> [What to produce] Looking at the records below, say how many lines contain "every". Nothing else belongs in the answer.

> [Data for the task]
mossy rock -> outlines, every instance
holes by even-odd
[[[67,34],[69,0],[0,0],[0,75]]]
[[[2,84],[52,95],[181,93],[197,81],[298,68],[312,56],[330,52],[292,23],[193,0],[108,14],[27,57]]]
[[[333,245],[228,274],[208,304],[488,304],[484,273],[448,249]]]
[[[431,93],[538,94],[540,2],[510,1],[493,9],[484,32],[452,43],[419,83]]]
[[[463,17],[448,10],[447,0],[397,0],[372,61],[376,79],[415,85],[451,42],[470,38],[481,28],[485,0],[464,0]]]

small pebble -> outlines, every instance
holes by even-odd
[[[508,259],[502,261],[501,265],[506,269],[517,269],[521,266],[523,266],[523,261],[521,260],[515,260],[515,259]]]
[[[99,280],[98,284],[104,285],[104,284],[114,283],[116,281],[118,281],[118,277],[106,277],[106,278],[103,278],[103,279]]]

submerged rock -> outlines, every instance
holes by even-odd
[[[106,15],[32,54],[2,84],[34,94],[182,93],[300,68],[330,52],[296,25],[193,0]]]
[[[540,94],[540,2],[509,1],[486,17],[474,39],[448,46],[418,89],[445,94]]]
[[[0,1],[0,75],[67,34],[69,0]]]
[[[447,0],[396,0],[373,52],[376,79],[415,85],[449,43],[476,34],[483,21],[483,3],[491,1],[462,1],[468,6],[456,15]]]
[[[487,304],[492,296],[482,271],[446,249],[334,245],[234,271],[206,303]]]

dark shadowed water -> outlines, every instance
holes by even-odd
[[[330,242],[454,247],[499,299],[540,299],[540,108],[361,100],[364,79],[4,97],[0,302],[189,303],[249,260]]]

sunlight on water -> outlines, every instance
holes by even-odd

> [Response to the task] 5